> [OBJECTIF] Réécrivez l'entretien à partir des mots "DLH : 61 ans, c’est" jusqu'après "démarche plus politique ?", en substituant "étape" à "boucle".

> [EXTRAIT DU TEXTE]

DLH : Quels auront été les meilleurs moments professionnels qui ont marqué ces trente dernières années ?

J-Ph. G : « La création d’Eurogerm évidemment. Cela a été le moteur principal. Il y a eu l’aventure Banque Populaire, la banque qui m’a fait confiance le premier jour dont j’ai été administrateur, puis président régional et enfin président national. Ma troisième partie de vie s’est organisée autour de l’ANIA et du SIAL avec le comité stratégique national de la filière alimentaire qu’Emmanuel Macron m’a confié. Cela m’a fait côtoyer de grands groupes français et internationaux comme Bonduelle, Danone ou encore Bel mais aussi beaucoup de belles PME, des ETI… De belles rencontres très formatrices, des moments forts qui m’ont beaucoup appris. Agir pour mon pays, c’était ça l’idée force avec pour objectif la souveraineté agricole et alimentaire française tout en mettant le consommateur au cœur de mon action ».

DLH : 61 ans, c’est jeune pour prendre sa retraite ?

J-Ph. G : « La première boucle, c’était jusqu’à 30 ans avec le sport, la compétition, l’apprentissage du métier, de la filière. La deuxième boucle s’est ouverte avec la création d’Eurogerm. Aujourd’hui, à 60 ans, c’est le début de la troisième boucle avec la volonté d’agir au niveau national pour le bien de nos entrepreneur(e)s qui bougent , qui innovent sur les terrains de l’économie, du social, du sociétal et de l’environnemental. Des projets, j’en ai encore beaucoup en tête ».

DLH : On connait les liens amicaux qui vous unissent à Emmanuel Macron qui a, notamment, signé la préface de votre livre « Réussir en France » publié en 2020. Ne seriez-vous pas tenté aujourd’hui de l’accompagner dans une démarche plus politique ?

J-Ph. G : « Je préfère être aux côtés du politique qu’en politique car je ne crois pas être fait pour ça. Même si en politique, il ne faut dire jamais… Il y aura des rendez-vous importants dans les prochains mois, les prochaines années… Pour l’instant, ce sera plutôt aux côtés d’Emmanuel Macron pour rendre notre pays encore plus attractif et plus “entreprenant” et de Brigitte Macron dans ses actions humanitaires ».

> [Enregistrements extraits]

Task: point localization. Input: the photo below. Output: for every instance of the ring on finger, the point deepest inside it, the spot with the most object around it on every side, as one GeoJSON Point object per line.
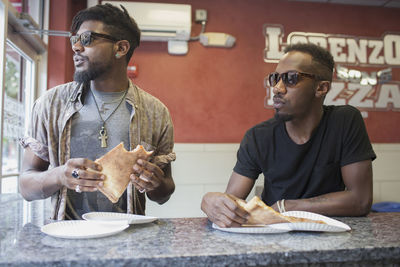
{"type": "Point", "coordinates": [75, 173]}
{"type": "Point", "coordinates": [78, 189]}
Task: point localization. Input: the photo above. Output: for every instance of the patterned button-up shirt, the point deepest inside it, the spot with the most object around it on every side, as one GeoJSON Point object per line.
{"type": "Point", "coordinates": [50, 133]}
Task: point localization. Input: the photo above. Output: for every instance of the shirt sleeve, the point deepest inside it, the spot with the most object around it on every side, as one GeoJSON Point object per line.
{"type": "Point", "coordinates": [36, 134]}
{"type": "Point", "coordinates": [356, 146]}
{"type": "Point", "coordinates": [246, 163]}
{"type": "Point", "coordinates": [165, 154]}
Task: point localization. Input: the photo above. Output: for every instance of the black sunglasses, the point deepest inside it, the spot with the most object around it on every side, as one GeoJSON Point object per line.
{"type": "Point", "coordinates": [290, 78]}
{"type": "Point", "coordinates": [86, 38]}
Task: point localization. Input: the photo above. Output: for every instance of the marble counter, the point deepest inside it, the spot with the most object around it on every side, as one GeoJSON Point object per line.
{"type": "Point", "coordinates": [373, 241]}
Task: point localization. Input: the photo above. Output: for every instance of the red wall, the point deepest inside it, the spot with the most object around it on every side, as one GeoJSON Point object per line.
{"type": "Point", "coordinates": [216, 94]}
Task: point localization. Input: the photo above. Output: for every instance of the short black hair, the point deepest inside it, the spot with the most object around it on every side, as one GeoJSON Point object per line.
{"type": "Point", "coordinates": [117, 23]}
{"type": "Point", "coordinates": [322, 58]}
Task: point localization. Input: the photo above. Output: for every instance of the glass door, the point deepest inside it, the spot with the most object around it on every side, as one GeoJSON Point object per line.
{"type": "Point", "coordinates": [17, 101]}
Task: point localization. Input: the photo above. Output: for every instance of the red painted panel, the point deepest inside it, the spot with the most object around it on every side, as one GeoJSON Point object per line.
{"type": "Point", "coordinates": [216, 94]}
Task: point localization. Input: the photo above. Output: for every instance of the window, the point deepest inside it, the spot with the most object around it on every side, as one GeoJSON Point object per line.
{"type": "Point", "coordinates": [20, 60]}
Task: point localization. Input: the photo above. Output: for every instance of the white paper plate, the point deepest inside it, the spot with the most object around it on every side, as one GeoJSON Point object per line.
{"type": "Point", "coordinates": [331, 225]}
{"type": "Point", "coordinates": [268, 229]}
{"type": "Point", "coordinates": [82, 229]}
{"type": "Point", "coordinates": [115, 216]}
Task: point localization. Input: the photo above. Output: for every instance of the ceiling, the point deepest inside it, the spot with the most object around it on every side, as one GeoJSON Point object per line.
{"type": "Point", "coordinates": [377, 3]}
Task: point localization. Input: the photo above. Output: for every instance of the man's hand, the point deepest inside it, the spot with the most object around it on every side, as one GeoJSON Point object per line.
{"type": "Point", "coordinates": [81, 175]}
{"type": "Point", "coordinates": [223, 210]}
{"type": "Point", "coordinates": [146, 176]}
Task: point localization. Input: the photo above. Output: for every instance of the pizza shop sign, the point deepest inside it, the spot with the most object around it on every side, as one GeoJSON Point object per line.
{"type": "Point", "coordinates": [353, 85]}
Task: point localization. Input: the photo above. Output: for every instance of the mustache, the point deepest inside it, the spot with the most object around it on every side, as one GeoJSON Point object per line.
{"type": "Point", "coordinates": [278, 99]}
{"type": "Point", "coordinates": [79, 57]}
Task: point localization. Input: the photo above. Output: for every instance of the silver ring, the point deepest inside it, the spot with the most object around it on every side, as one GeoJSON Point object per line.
{"type": "Point", "coordinates": [78, 189]}
{"type": "Point", "coordinates": [75, 173]}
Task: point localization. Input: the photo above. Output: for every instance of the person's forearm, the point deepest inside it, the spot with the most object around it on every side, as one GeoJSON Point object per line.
{"type": "Point", "coordinates": [344, 203]}
{"type": "Point", "coordinates": [163, 192]}
{"type": "Point", "coordinates": [39, 185]}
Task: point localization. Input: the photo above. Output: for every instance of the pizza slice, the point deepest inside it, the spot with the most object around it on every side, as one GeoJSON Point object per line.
{"type": "Point", "coordinates": [262, 214]}
{"type": "Point", "coordinates": [117, 167]}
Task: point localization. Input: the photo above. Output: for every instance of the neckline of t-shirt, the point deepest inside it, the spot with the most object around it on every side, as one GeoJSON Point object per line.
{"type": "Point", "coordinates": [309, 141]}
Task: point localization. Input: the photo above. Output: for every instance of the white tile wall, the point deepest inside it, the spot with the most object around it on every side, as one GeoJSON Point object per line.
{"type": "Point", "coordinates": [202, 168]}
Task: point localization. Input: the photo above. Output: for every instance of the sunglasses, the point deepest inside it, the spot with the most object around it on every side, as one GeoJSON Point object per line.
{"type": "Point", "coordinates": [290, 78]}
{"type": "Point", "coordinates": [86, 38]}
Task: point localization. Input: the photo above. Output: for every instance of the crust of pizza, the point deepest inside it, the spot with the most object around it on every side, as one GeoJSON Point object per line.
{"type": "Point", "coordinates": [117, 167]}
{"type": "Point", "coordinates": [262, 214]}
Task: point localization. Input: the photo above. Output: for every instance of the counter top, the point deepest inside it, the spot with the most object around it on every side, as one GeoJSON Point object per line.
{"type": "Point", "coordinates": [373, 240]}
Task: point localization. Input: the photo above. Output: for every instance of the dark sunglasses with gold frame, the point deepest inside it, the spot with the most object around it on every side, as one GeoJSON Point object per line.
{"type": "Point", "coordinates": [86, 38]}
{"type": "Point", "coordinates": [290, 78]}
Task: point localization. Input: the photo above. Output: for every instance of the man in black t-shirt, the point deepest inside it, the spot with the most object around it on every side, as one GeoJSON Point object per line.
{"type": "Point", "coordinates": [313, 157]}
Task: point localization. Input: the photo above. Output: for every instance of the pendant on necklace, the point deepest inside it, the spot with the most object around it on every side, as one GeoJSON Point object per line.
{"type": "Point", "coordinates": [103, 136]}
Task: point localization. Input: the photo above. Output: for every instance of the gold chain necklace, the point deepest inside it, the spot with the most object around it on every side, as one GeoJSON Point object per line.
{"type": "Point", "coordinates": [103, 131]}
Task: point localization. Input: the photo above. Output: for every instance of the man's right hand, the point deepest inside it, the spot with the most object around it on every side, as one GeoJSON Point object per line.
{"type": "Point", "coordinates": [36, 181]}
{"type": "Point", "coordinates": [223, 210]}
{"type": "Point", "coordinates": [81, 172]}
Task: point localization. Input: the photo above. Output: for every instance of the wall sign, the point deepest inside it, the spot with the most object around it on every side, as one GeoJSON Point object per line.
{"type": "Point", "coordinates": [363, 69]}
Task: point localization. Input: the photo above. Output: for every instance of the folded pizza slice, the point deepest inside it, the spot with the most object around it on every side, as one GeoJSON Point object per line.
{"type": "Point", "coordinates": [262, 214]}
{"type": "Point", "coordinates": [117, 167]}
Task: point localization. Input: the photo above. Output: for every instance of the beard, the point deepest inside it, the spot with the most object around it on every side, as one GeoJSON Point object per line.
{"type": "Point", "coordinates": [283, 117]}
{"type": "Point", "coordinates": [94, 71]}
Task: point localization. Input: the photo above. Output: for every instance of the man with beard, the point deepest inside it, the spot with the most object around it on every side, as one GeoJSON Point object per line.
{"type": "Point", "coordinates": [314, 157]}
{"type": "Point", "coordinates": [75, 123]}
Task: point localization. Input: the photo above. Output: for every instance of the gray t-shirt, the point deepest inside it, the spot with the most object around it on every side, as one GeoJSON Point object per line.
{"type": "Point", "coordinates": [86, 143]}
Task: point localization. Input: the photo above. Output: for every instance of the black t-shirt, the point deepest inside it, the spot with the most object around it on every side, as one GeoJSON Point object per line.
{"type": "Point", "coordinates": [293, 171]}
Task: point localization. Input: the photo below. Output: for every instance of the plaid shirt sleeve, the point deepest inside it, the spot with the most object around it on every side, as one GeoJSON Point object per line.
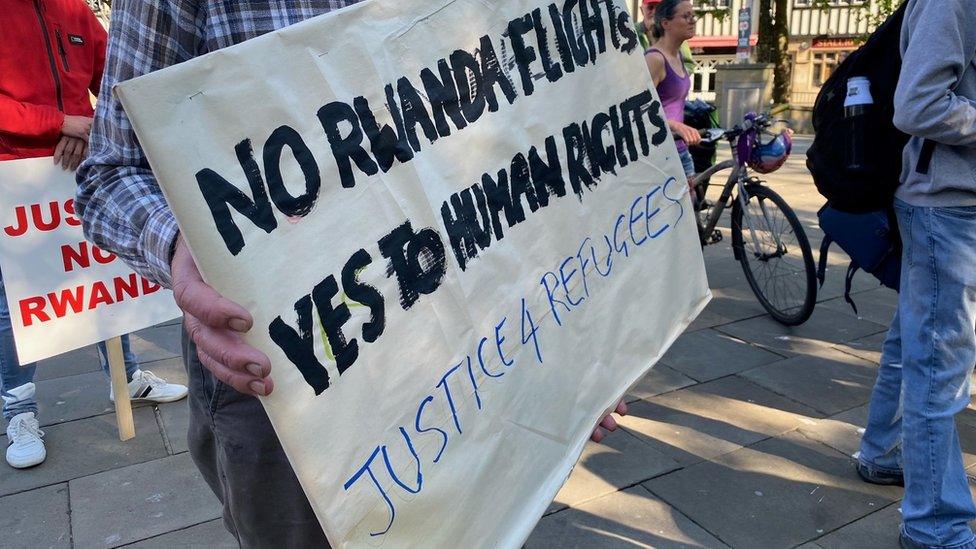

> [RÉSULTAT OBTENU]
DLH : 61 ans, c’est jeune pour prendre sa retraite ?

J-Ph. G : « La première étape, c’était jusqu’à 30 ans avec le sport, la compétition, l’apprentissage du métier, de la filière. La deuxième étape s’est ouverte avec la création d’Eurogerm. Aujourd’hui, à 60 ans, c’est le début de la troisième étape avec la volonté d’agir au niveau national pour le bien de nos entrepreneur(e)s qui bougent , qui innovent sur les terrains de l’économie, du social, du sociétal et de l’environnemental. Des projets, j’en ai encore beaucoup en tête ».

DLH : On connait les liens amicaux qui vous unissent à Emmanuel Macron qui a, notamment, signé la préface de votre livre « Réussir en France » publié en 2020. Ne seriez-vous pas tenté aujourd’hui de l’accompagner dans une démarche plus politique ?